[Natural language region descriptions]
= = = = =

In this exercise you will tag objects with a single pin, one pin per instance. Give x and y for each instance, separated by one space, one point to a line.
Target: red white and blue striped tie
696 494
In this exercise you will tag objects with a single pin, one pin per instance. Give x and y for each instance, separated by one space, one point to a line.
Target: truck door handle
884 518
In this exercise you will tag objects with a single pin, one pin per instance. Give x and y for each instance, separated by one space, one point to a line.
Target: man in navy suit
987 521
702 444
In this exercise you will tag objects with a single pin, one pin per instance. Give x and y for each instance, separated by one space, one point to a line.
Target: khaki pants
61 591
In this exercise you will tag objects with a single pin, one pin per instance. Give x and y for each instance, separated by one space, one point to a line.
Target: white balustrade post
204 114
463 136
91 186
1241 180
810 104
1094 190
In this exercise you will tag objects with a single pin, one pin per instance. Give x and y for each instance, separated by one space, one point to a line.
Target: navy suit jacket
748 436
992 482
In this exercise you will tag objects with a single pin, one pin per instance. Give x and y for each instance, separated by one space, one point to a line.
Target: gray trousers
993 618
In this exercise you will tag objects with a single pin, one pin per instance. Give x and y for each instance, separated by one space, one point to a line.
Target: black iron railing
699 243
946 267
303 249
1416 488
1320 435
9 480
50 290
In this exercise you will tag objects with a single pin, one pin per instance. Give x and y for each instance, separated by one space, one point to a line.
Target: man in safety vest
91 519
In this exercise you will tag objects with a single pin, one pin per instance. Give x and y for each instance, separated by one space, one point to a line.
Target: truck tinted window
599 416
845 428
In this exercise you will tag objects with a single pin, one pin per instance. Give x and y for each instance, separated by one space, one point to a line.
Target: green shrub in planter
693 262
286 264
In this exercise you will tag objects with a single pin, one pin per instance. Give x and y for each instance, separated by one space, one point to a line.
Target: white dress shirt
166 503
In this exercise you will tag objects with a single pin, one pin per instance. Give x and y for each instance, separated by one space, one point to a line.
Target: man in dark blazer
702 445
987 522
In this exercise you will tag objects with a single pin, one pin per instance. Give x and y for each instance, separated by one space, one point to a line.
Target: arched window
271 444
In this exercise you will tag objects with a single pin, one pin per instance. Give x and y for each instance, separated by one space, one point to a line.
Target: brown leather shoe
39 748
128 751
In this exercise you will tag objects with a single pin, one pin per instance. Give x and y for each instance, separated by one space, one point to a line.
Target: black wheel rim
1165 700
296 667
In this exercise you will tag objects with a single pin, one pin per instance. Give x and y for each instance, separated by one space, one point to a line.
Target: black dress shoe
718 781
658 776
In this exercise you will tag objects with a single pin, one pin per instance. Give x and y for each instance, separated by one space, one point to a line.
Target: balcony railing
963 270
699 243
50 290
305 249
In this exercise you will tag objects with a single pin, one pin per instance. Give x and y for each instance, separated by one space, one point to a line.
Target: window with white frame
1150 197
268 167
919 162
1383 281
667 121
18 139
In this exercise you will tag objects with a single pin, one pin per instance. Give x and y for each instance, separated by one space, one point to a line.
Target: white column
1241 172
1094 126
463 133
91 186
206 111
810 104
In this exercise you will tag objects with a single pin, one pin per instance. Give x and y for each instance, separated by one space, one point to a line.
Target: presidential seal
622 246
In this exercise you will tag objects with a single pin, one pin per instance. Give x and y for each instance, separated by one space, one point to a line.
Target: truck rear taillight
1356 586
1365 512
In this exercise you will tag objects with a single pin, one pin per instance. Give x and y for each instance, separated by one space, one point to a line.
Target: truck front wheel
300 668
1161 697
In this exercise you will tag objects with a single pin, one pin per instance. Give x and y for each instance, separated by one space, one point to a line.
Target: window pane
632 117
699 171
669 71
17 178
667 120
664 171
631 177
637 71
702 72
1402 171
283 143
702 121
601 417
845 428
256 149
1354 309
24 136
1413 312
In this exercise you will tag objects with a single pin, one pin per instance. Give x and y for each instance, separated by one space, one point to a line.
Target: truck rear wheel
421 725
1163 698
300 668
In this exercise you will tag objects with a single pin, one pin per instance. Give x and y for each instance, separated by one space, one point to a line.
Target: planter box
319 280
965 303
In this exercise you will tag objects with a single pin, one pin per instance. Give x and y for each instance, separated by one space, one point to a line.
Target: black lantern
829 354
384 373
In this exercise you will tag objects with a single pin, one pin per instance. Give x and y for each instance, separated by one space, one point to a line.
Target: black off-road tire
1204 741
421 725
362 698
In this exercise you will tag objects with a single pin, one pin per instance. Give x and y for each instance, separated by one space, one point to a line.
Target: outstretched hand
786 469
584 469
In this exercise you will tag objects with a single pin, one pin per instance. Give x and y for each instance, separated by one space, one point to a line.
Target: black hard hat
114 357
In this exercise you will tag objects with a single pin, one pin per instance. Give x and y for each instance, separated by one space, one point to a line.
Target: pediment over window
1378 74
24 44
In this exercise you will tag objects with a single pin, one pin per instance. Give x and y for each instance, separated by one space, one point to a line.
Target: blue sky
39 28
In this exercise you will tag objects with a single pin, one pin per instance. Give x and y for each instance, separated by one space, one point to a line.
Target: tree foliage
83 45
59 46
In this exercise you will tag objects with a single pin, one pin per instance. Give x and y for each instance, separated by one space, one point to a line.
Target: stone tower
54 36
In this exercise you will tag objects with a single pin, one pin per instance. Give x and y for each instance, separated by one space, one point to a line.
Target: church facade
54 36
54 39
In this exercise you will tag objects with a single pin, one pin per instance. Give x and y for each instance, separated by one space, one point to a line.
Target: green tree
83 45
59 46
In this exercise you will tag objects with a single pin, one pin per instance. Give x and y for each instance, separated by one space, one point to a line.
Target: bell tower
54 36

= = = = =

■ Work item
Reproduce every record, matching each line exactly.

■ Result below
In this exercise you will tag objects with a single pin, one pin per instance. Give x and y for each instance, separated by one space, one point to a line.
Target: red white and blue striped tie
696 494
In this exercise you will tag objects with a single pin, one pin per instance. Give x and y for each instance, separated by one space, one point to a line.
Target: truck door handle
884 518
In this exercise you will tag objects with a single pin, one pin per instance. Give x and y for each instance, separated by one space, one point to a line.
Target: man in navy suit
987 521
702 444
In this exercise you will tag objects with a single pin, one pin per instance. Give x and y for each instance, separated by one space, one point to a line.
Target: khaki pants
61 591
In this exercise you will tag objects with a single pin, one pin per instance. Give x and y for each instance, separated by one space, one point to a line.
Target: white balustrade post
204 114
463 136
91 186
1241 180
810 104
1094 190
In this exercise you will tag objects with a single pin, one pin per instance. Give x and y for each instance, separated by one space, one point to a line.
Target: navy suit jacket
748 436
992 482
In this exercise you will tag objects with a single pin, one pin per instance. Give x and y for each instance, separated by one space, one point to a line.
Target: gray trousers
993 618
In this exercise you will tag objects with a single pin, one pin per instance. Give x and y for each instance, separated by one space, one point to a line.
Target: black iron railing
699 243
946 267
303 249
1416 488
1320 435
9 480
50 290
In this exercise you will tag objects with a single pin, one pin per instance. Give x and y for each instance, separated by one space, one point to a line.
Target: man in safety vest
91 519
In this exercise you will tag objects with a single pin, one pin per instance. Give x and y for each instance, separated by one space, one point to a line.
Target: truck tinted window
599 416
845 428
In this exercise you will tag objects with a single pin, one pin per instance. Give x and y for each instance, separated by one space, one point to a line.
Target: green shrub in planter
693 262
286 264
In this exercise you will tag objects with a single pin, one pin per instance. Give x and y for each instance, separated by one space, one point to a line.
Target: white dress shirt
166 503
In this exercise you will tag objects with a single pin, one pin per instance. Give x and y for each instance, separated by one space, one point to a line.
Target: man in dark blazer
702 445
987 522
In this exercise you will tag objects with a single pin, one pin per instance. Give x and y for each instance, separated by one space, one point to a line.
Target: arched window
271 444
In this exercise you will tag objects with a single pin, one pin per instance. Give x and y for each instance, separated by one space, one point to a line.
Target: brown leather shoe
39 748
128 751
In this exercise you will tag objects with a single pin, one pin per instance. Give x and y for each instance, separated by one space, one point to a line.
Target: black wheel rim
1165 700
296 667
In this exercise you will tag objects with a single pin, one pin per instance. Give x and y for each instance, separated by one space, one point to a line.
Target: black dress shoe
718 781
658 776
In this exercise you will tag objects with a single pin, one pin per instance. Give x and y for each instance, separated by one space, one point to a line.
Target: balcony railing
963 270
699 243
50 290
305 249
In this exercise you will tag objects with a single pin, one pin per instance. Give x and y for each instance, separated by one space, one point to a line.
Target: window with white frame
1150 197
268 167
919 162
1383 281
667 121
18 139
In this exercise you will tag objects with a single pin, one pin per instance. Give x and y for each instance, separated by one space, one point to a line.
Target: white column
1241 172
1094 126
463 133
91 186
206 111
810 104
In this exercise you will tag objects with a single pin, one pin per instance. Give x and y for each instance, separated by one space, one point to a line.
Target: presidential seal
622 246
In this exercise you will tag objects with a single pin, one pin per instance. Give x and y for each instance, separated by one space, one point to a line.
Target: truck rear taillight
1356 586
1365 512
In this exercise you will tag objects with a single pin, one pin per instance. Give x and y for each instance, separated by one space, one point to a line.
Target: truck front wheel
300 668
1161 697
In this exercise you will tag objects with a single pin, one pin per instance. Give x and y for each instance, separated by one space, one point to a line.
Target: window pane
632 117
699 171
669 71
17 178
667 120
664 171
631 177
637 71
702 72
1402 171
283 143
702 121
601 417
845 428
256 149
1354 309
24 136
1413 312
In this exercise you will tag objects with a single pin, one pin per instance. Give x and y for each instance, separated by one space, one point to a line.
Target: truck rear wheel
421 725
1163 698
300 668
In this exercise you will tag objects with a single pin, one pin per instance. Give x and y for each instance, separated by one space, one point to a line.
Target: planter box
319 280
965 303
In this exercise you will tag objects with a single pin, one pin per instance. Give x and y for each instance, separated by one space, one point to a line.
Target: black lantern
829 354
384 373
In this exercise you will tag objects with a single pin, one pin per instance. Give x and y for each instance, separated by one space, one point to a line.
Target: black off-road tire
1204 741
421 725
362 698
In this exercise you will tag objects with a single pin, one pin per instance. Give x and y for each instance, separated by one space, one point to a line.
Target: outstretched hand
786 469
584 469
In this exercise you will tag objects with a single pin, one pin per instance. Give x and y for each instance, separated by one space, one point to a line.
Target: black hard hat
114 357
In this exercise you will tag objects with a single pin, one pin per instance. Give x and y for each instance, separated by one space, one point to a line.
Target: pediment over window
1378 74
24 44
In this exercise you will tag objects with a single pin, one pin per instance. Give x and y for each instance, separated by one space, one point to a line.
Target: blue sky
39 28
In this exercise you will tag objects with a single pin, one pin per instance. Give x and y for each instance, separated by one space, one point to a line.
Target: tree foliage
83 45
59 46
In this exercise you will tag objects with a single pin, one pin per instance. Give x and y for each instance, separated by one space, one point to a line.
Target: stone tower
54 36
In this exercise you will tag objects with a single pin, one pin per instance. Give x and y for each instance, separated by one space, one point to a line.
Target: church facade
54 36
54 39
In this exercise you will tag objects with a single pin, one pin per instance. Give x and y for each instance, separated by one space, one point to a line.
Target: green tree
83 45
59 46
In this exercise you will tag objects with a single pin, one pin per instance. Give x and y for each instance, separated by one space, one point to a line.
Target: bell tower
54 36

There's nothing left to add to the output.